+++ INPUT FOR THIS TASK

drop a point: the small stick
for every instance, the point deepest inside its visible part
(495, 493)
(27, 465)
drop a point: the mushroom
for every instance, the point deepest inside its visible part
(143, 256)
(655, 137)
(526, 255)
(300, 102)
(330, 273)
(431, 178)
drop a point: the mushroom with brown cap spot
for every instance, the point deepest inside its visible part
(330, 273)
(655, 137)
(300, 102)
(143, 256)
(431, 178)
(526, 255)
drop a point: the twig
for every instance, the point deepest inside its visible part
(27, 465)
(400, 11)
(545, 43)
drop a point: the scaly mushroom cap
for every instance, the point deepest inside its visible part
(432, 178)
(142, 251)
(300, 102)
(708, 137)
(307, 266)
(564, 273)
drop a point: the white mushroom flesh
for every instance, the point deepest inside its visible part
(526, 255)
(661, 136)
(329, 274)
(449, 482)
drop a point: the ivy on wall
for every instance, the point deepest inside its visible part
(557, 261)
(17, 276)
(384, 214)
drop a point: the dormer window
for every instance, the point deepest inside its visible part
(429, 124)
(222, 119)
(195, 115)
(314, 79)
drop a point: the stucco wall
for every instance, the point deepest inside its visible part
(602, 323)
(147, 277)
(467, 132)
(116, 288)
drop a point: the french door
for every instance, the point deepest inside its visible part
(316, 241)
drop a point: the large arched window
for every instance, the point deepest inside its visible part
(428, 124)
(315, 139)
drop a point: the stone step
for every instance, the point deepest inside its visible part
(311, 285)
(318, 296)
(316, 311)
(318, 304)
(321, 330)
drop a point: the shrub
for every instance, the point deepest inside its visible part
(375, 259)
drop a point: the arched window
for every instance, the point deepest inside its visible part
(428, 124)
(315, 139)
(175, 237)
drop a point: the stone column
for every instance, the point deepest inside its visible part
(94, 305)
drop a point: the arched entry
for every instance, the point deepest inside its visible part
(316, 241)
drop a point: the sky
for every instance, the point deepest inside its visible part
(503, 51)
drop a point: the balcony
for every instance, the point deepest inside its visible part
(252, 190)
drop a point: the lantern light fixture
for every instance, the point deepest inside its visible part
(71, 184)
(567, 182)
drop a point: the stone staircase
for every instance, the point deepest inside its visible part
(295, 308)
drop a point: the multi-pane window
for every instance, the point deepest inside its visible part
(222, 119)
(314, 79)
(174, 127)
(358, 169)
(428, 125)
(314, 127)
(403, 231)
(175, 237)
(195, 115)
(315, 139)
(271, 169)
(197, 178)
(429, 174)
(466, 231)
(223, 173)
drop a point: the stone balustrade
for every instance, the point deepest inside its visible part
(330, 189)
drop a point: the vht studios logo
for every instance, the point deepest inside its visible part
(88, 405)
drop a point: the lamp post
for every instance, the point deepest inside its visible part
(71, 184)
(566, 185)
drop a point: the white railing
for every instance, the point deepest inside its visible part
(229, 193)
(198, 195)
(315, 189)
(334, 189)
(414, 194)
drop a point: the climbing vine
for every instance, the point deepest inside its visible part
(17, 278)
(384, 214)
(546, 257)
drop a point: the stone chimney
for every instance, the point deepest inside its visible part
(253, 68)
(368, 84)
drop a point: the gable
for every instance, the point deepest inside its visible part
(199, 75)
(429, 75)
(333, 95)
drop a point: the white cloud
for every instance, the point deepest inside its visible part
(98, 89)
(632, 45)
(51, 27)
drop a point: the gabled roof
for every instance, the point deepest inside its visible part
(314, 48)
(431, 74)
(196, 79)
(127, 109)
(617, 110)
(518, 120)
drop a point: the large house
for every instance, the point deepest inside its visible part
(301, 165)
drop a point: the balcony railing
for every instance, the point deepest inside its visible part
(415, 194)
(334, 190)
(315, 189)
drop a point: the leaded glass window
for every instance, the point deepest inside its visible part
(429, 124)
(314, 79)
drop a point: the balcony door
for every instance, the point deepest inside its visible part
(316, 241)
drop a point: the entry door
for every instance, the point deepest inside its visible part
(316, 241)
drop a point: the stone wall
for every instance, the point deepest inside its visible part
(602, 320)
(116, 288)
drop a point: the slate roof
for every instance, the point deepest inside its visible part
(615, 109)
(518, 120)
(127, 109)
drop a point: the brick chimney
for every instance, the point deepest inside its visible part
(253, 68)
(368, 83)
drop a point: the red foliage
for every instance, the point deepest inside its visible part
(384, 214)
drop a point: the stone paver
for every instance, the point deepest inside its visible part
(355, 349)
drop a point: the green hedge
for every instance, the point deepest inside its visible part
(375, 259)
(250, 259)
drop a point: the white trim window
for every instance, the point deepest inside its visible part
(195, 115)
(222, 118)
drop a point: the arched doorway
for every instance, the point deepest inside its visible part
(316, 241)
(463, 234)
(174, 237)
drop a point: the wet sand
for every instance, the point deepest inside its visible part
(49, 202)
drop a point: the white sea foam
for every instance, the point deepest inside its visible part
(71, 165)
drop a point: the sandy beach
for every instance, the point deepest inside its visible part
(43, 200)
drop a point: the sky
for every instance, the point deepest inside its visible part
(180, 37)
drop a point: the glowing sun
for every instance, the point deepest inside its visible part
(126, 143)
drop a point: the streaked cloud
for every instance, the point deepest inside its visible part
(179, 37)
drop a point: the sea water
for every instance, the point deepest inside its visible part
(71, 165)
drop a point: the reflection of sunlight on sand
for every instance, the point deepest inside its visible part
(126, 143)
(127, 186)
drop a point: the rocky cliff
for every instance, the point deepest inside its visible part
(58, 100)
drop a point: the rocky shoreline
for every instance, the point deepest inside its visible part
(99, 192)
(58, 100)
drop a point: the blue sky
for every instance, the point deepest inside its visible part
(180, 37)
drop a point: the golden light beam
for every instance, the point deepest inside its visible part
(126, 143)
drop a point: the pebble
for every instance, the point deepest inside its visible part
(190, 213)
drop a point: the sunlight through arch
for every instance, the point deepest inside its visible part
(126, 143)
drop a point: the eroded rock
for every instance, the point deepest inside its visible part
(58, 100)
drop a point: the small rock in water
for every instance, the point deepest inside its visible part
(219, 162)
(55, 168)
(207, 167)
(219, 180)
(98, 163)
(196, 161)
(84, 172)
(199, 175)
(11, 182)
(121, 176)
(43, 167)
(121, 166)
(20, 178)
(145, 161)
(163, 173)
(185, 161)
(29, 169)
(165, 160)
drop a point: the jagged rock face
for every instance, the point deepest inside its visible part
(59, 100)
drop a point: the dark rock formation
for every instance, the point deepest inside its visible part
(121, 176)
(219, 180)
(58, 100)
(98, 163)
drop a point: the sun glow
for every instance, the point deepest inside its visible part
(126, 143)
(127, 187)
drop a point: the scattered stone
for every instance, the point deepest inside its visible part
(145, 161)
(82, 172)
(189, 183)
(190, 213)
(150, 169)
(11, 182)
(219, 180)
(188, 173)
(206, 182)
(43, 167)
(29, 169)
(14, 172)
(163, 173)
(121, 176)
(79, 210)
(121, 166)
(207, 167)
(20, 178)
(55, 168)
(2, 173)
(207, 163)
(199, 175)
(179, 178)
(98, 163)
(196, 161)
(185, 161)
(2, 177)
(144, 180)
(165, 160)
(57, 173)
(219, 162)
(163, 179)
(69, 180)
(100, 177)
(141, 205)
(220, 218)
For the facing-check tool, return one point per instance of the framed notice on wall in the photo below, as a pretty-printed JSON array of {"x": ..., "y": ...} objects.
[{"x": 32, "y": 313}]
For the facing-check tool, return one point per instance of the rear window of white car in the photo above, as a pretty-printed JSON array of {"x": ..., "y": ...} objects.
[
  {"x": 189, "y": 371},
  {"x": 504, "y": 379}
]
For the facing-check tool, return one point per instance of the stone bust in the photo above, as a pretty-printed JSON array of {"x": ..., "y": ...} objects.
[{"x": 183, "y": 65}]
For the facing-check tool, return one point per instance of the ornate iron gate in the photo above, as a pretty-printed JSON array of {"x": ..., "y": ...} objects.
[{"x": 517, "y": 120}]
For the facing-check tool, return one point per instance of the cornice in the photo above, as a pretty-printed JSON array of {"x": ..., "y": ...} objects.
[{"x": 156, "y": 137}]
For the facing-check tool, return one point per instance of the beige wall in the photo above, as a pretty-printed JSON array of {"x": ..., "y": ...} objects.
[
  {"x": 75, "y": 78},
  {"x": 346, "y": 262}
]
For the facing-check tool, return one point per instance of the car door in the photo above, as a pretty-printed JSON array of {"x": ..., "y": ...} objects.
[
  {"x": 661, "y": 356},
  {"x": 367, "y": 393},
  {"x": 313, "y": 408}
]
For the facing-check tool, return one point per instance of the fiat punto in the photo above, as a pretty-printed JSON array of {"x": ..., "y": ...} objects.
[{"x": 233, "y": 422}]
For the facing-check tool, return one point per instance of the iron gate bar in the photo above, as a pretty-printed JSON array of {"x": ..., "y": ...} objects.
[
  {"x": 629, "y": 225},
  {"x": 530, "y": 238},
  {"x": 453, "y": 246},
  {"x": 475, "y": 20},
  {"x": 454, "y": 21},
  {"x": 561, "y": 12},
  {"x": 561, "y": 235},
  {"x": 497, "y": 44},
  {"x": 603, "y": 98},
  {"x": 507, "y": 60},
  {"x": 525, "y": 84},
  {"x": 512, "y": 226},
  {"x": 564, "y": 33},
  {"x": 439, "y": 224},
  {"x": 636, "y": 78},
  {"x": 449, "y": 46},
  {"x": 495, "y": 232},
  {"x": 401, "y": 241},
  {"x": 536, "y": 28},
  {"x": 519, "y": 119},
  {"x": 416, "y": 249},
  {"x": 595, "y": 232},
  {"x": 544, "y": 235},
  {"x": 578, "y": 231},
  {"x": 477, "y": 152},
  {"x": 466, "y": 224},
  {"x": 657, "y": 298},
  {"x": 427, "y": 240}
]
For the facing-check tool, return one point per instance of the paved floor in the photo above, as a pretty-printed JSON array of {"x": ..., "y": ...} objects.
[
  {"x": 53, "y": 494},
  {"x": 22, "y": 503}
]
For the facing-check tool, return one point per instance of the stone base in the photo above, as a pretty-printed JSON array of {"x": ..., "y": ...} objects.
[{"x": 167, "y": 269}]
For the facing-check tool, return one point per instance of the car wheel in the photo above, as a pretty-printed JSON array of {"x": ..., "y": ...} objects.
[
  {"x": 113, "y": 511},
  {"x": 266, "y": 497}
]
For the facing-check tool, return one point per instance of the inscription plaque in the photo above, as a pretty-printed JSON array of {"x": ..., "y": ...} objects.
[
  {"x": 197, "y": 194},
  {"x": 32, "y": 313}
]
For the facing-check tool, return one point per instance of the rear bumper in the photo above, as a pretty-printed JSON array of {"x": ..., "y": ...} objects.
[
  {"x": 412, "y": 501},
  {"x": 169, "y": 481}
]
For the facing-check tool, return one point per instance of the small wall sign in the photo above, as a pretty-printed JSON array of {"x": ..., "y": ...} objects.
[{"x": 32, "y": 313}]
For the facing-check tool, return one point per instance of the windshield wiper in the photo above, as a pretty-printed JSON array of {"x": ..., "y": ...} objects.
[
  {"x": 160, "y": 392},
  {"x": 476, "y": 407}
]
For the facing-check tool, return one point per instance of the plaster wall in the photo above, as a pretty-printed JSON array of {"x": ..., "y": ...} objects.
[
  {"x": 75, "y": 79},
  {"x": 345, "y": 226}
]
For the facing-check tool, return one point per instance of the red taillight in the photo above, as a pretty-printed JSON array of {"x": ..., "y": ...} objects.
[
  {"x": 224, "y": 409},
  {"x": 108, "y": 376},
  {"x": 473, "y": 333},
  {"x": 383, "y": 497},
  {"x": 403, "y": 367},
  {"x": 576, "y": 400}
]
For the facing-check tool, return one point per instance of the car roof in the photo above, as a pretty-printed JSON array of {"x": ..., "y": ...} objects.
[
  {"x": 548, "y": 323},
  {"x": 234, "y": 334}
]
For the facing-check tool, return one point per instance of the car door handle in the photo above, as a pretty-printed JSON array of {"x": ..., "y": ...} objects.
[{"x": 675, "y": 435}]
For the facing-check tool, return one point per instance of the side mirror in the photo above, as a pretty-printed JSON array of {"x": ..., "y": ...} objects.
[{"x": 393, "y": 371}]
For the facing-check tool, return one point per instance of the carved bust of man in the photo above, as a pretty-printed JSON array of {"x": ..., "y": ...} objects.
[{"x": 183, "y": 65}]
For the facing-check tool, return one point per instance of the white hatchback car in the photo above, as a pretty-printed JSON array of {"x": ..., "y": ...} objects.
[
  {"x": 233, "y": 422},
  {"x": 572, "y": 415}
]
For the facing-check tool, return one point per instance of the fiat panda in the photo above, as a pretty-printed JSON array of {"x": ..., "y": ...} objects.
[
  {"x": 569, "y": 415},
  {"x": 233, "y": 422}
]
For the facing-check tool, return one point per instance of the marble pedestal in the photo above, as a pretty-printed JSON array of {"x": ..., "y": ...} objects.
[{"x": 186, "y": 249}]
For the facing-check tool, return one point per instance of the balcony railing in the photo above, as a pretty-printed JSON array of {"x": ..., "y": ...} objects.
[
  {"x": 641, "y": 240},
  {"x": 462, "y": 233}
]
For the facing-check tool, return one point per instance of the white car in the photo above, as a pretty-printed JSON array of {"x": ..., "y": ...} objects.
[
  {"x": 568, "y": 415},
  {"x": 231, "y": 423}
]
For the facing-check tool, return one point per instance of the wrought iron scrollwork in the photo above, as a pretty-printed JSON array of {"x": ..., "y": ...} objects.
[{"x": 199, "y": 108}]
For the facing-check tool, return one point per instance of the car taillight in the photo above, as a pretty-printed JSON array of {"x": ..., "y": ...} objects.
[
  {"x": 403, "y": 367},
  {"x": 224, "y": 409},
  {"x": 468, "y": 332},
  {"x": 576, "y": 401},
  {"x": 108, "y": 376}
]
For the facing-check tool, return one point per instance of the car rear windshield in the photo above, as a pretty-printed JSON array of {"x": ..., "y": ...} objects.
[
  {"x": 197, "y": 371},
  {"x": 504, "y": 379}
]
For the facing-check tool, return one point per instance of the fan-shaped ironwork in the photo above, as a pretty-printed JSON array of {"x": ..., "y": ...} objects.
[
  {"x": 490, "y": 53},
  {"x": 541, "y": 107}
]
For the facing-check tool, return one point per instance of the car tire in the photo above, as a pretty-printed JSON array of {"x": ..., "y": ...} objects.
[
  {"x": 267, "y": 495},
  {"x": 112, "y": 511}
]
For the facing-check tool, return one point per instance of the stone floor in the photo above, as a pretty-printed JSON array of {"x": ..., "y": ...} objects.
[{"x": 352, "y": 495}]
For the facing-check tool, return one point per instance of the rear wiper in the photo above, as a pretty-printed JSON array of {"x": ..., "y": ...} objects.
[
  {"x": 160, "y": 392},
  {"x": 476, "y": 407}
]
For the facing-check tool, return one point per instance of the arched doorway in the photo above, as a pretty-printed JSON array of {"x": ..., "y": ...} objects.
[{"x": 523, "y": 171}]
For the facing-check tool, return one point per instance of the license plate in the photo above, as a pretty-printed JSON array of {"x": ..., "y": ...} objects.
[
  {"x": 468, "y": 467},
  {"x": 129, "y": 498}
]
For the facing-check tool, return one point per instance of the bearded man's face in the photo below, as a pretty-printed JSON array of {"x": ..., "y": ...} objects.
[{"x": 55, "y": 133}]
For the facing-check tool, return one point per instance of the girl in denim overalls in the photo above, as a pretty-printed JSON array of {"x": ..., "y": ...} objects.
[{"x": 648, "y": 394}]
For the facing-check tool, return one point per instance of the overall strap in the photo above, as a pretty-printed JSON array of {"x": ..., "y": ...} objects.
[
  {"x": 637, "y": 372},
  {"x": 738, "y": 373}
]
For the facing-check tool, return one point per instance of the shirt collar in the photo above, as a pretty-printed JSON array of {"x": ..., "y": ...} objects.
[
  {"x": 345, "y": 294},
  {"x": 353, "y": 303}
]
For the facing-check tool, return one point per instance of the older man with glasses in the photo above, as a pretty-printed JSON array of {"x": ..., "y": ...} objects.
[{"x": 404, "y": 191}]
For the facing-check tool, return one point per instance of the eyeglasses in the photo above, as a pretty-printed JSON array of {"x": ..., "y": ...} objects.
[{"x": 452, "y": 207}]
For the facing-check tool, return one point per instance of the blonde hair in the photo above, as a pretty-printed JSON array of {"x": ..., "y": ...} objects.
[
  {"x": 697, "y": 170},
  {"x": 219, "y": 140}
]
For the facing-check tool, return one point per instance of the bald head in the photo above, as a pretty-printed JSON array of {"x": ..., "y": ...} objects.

++++++

DO THIS:
In the listing above, find the line containing "of the girl" and please quote exactly that line through the last one, and no other lines.

THE OUTPUT:
For the facing-check tool, return one point per instance of the girl in denim overalls in the photo above, as a pretty-printed JSON array of {"x": ..., "y": ...} objects.
[{"x": 648, "y": 394}]
For the facing-check tool, return one point per instance of the overall strap in the photo above, as a pretty-printed JSON array of {"x": ..., "y": ...} objects.
[
  {"x": 637, "y": 372},
  {"x": 738, "y": 373}
]
For the facing-check tool, return one point per instance of the shirt collar in the photo above, as a pretty-printed JSON array of {"x": ..., "y": ...} objects.
[
  {"x": 345, "y": 294},
  {"x": 353, "y": 303}
]
For the facing-check tool, return one point per instance of the older man with glasses in the photo above, as a pretty-printed JSON array of {"x": ..., "y": ...} objects.
[{"x": 404, "y": 191}]
For the facing-check tool, return one point per instance of the eyeglasses in the photo above, as a pretty-printed JSON array of {"x": ..., "y": ...} objects.
[{"x": 452, "y": 207}]
For the facing-check tool, return one point per instance of the blonde hair in the photo above, as a pretty-printed JSON array of {"x": ..., "y": ...} objects.
[
  {"x": 697, "y": 170},
  {"x": 219, "y": 140}
]
For the facing-check tool, return one point per instance of the bald head in the photo above, as a pretty-printed JSON array of {"x": ..., "y": ...} objects.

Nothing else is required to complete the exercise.